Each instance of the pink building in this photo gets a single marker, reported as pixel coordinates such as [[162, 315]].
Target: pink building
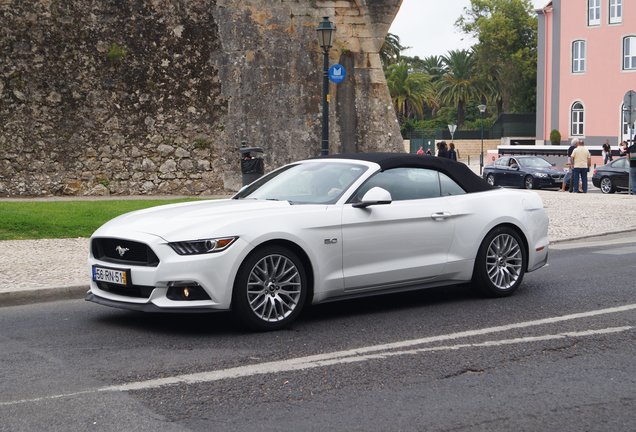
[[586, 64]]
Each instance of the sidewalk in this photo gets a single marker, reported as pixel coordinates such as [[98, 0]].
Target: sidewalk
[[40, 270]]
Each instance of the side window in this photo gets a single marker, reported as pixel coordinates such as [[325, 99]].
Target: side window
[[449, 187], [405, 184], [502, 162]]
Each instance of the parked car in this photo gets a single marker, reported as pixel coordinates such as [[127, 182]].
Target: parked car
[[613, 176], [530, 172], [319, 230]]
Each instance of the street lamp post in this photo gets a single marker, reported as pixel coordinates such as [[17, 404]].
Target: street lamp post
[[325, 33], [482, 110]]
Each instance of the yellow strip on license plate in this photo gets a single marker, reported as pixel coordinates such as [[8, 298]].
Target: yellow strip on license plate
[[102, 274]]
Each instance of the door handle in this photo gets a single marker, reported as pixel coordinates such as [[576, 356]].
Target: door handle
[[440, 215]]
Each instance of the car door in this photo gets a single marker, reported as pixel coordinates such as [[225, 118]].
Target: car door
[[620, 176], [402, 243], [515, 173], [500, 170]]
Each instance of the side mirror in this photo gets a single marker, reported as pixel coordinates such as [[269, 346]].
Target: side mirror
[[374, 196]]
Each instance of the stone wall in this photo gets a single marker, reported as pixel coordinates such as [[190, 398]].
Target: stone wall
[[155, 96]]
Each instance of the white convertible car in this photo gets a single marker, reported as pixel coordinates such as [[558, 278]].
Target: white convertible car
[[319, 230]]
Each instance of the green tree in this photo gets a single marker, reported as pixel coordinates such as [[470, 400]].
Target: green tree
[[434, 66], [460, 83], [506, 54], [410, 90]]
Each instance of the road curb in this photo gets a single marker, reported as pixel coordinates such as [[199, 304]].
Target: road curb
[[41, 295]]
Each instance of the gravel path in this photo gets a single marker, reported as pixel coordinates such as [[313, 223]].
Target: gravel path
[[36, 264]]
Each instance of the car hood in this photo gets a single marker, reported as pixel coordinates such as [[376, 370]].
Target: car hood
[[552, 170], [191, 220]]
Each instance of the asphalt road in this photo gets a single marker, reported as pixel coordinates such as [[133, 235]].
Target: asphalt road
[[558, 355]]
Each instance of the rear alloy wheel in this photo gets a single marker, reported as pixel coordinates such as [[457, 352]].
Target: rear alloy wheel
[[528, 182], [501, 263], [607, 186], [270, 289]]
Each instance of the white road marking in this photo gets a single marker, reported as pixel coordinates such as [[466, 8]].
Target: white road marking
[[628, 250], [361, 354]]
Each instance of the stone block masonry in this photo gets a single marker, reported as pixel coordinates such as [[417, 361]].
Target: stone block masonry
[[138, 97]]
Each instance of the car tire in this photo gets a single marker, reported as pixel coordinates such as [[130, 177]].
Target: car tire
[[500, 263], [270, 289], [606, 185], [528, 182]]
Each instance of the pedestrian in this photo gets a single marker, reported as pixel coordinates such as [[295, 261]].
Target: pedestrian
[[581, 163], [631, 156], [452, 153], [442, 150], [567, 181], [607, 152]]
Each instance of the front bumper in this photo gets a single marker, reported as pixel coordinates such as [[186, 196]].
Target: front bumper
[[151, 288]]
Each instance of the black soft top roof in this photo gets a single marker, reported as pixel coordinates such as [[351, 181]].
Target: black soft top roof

DO THIS - Give all of the data above as a JSON list of strings, with one string for each line. Leave out blank lines and pictures.

THE OUTPUT -
[
  "Each instance of the pink building in this photo gets a single marker, reported as pixel coordinates such as [[162, 315]].",
  "Target: pink building",
  "[[586, 64]]",
  "Each instance of the sidewalk in this photo gets a single marker, reported as pixel coordinates such as [[98, 0]].",
  "Target: sidewalk",
  "[[40, 270]]",
  "Each instance of the side window in this photo gets a single marker, reported as pixel coordinates such as [[325, 99]].",
  "Target: side window",
  "[[449, 187], [405, 184], [502, 162]]",
  "Each instance of the parked car in this photo gets a single marker, reported as pixel coordinates such as [[127, 182]].",
  "Target: parked car",
  "[[613, 176], [530, 172], [319, 230]]",
  "Each instance of the street lamp post in this photo gets a single marker, reported as pixel coordinates such as [[17, 404]].",
  "Target: street lamp post",
  "[[325, 33], [482, 110]]",
  "Each instance of the yellow strip on license plate in this photo gets a single marker, reported as pixel coordinates such as [[8, 298]].",
  "Target: yellow strip on license plate",
  "[[102, 274]]",
  "Each instance of the door handle in this photo gets a single marker, reported as pixel coordinates such as [[576, 356]].",
  "Target: door handle",
  "[[440, 215]]",
  "Each instance of the car door in this photo gets a single marker, reported as pixel coordinates such as [[225, 118]].",
  "Target: car door",
  "[[620, 176], [402, 243], [515, 173], [500, 170]]",
  "Each instance of the side mirror in this photo gets a single marker, reported as pixel coordinates such as [[269, 346]].",
  "Target: side mirror",
  "[[374, 196]]",
  "Each instance of the stone wall in this photo gets a single marker, reported as pixel coordinates such as [[190, 398]].",
  "Target: stone wall",
  "[[155, 96]]",
  "Each instance of the white convertible car in this photo gets a single marker, reported as pixel coordinates such as [[558, 278]].",
  "Target: white convertible car",
  "[[319, 230]]",
  "Each instance of the green tree in this photo gets a single marker, reported as pixel coordinates such as [[470, 400]].",
  "Target: green tree",
  "[[434, 66], [460, 83], [506, 54], [410, 90]]",
  "Each instance of the road curb in this photo gets a single marker, reported as pixel coordinates such as [[199, 304]].",
  "Target: road curb",
  "[[41, 295]]",
  "Each instance of the gravel path in this photo gets a single marker, reported as pixel coordinates such as [[313, 223]].",
  "Target: gravel path",
  "[[36, 264]]",
  "Each instance of the car hood in this photo gets a single marker, reported as pixel coordinates such as [[376, 370]].",
  "Target: car hood",
  "[[552, 170], [191, 220]]",
  "Each instance of the asphalt road in this photo gets a single marker, reported as pixel coordinates such as [[133, 235]].",
  "Target: asphalt road",
  "[[558, 355]]",
  "Each instance of the rear alloy wheel in this photo gets a single marker, reported as pixel coordinates such as [[457, 352]].",
  "Target: rear alloy wheel",
  "[[528, 182], [501, 263], [607, 186], [270, 289]]",
  "Each instance of the white road marking in this photo gets a single marker, reported as pixel coordinates such as [[466, 8]].",
  "Target: white road marking",
  "[[628, 250], [361, 354]]",
  "Each instance of the stone block masonry in this photo gets a single marker, reported as pixel coordinates such as [[417, 361]].",
  "Target: stone block masonry",
  "[[138, 97]]",
  "Each instance of the car tire in this photo gets a single marker, reported as pixel coordinates such as [[130, 177]].",
  "Target: car tire",
  "[[500, 263], [270, 289], [606, 185], [528, 182]]",
  "Each instance of the pedestrian in this photo gets a single marker, reported as pixel coordinates such as [[295, 261]].",
  "Target: pedestrian",
  "[[581, 163], [631, 156], [452, 153], [442, 150], [567, 181], [607, 152]]",
  "Each instance of the front bumper in this photo gets a single marker, reported as pixel coordinates such as [[186, 196]].",
  "Target: front bumper",
  "[[151, 288]]",
  "Each instance of the black soft top roof in this photo gets a single marker, reported as pixel coordinates such as [[351, 181]].",
  "Target: black soft top roof"
]